# Compiti da svolgere
**a)** Secondo la Commissione, nell'estratto sul ruolo del ricorrente nell'intesa, per quanto tempo il ricorrente ha detenuto la presidenza del PWG?
**b)** Elenca tutte le sigle in lettere maiuscole che compaiono nell'estratto sul ruolo del ricorrente nell'intesa.
**c)** Cita dall'estratto sul ruolo del ricorrente nell'intesa il passo che si apre con le parole contenenti "Argomenti delle parti" e si chiude con "riunioni del PWG.".

# Estratto della fonte
....
Sul motivo relativo all'erronea valutazione del ruolo rivestito dal ricorrente

Argomenti delle parti

344.
    Il ricorrente contesta di essere stato una delle imprese «capofila» dell'intesa. Infatti, ammesso che il comportamento dei rappresentanti dell'NPI sia imputabile al ricorrente, queste persone avrebbero preso parte solo alla metà circa delle riunioni del PWG.

345.
    Il ricorrente avrebbe costantemente subito pressioni da parte degli altri produttori, come risulterebbe da vari allegati alla comunicazione degli addebiti (v. punto 76 del preambolo della decisione).

346.
    Infine, all'origine dell'intesa vi sarebbe stata la volontà dei produttori comunitari di proteggere il loro mercato dalle esportazioni, in particolare, dei produttori dei paesi EFTA. Soltanto in seguito alle acquisizioni, da parte di questi ultimi, di impianti ubicati nella Comunità si sarebbe posto il problema di preservare un equilibrio tra i principali gruppi di produttori europei per non compromettere le iniziative in materia di prezzi (punto 56 del preambolo della decisione). Non avendo acquisito alcun impianto nella Comunità, il ricorrente non potrebbe dunque essere considerato come una delle imprese «capofila» dell'intesa.

347.
    La Commissione ritiene di aver correttamente considerato il ricorrente come una delle imprese capofila dell'intesa. Essa sottolinea in particolare come il ricorrente abbia detenuto, per un periodo di due anni, la presidenza del PWG, organismo decisionale centrale dell'intesa, e della PC. Inoltre, il ricorrente avrebbe preso parte a tutte le iniziative di aumento dei prezzi e avrebbe persino lanciato tre di queste iniziative.
....
# Dati registrati

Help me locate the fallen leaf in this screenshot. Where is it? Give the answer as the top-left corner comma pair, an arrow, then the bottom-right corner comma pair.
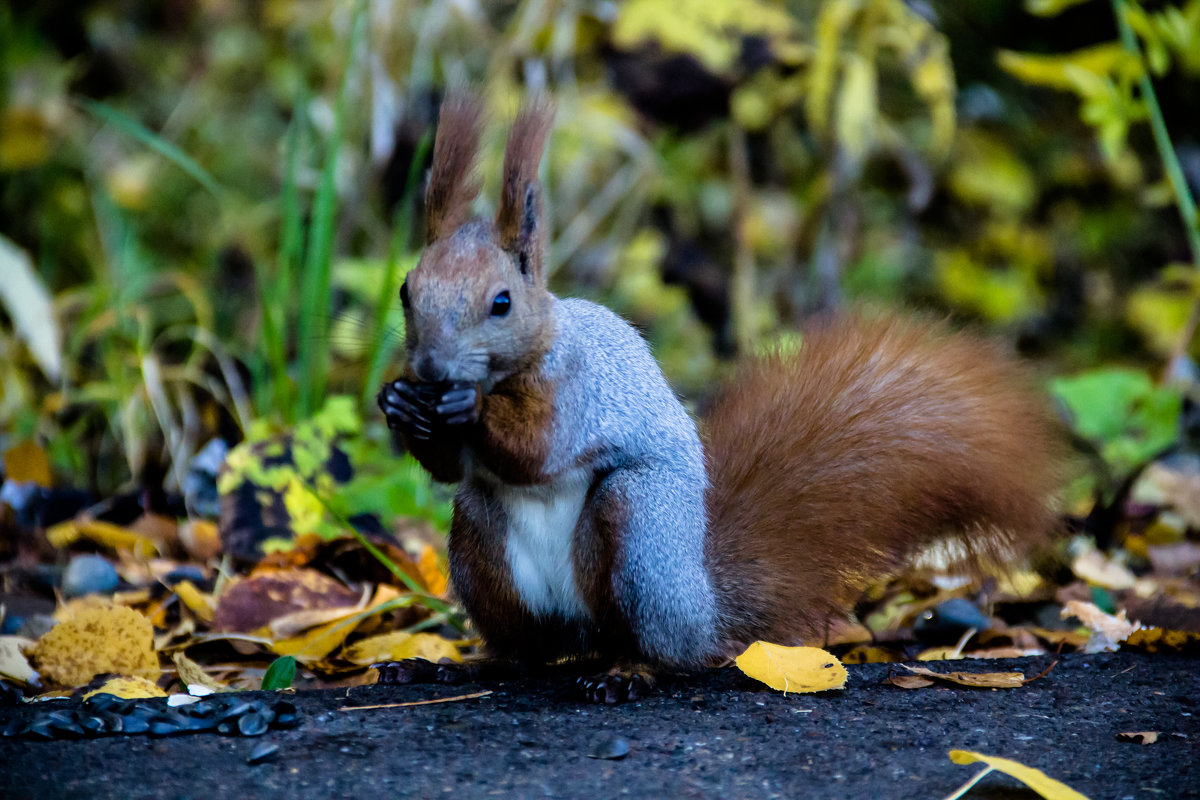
....
# Risultati dell'esercizio
**a)** Per un periodo di due anni.

**b)** NPI, PWG, EFTA, PC

**c)**
Argomenti delle parti

344.
    Il ricorrente contesta di essere stato una delle imprese «capofila» dell'intesa. Infatti, ammesso che il comportamento dei rappresentanti dell'NPI sia imputabile al ricorrente, queste persone avrebbero preso parte solo alla metà circa delle riunioni del PWG.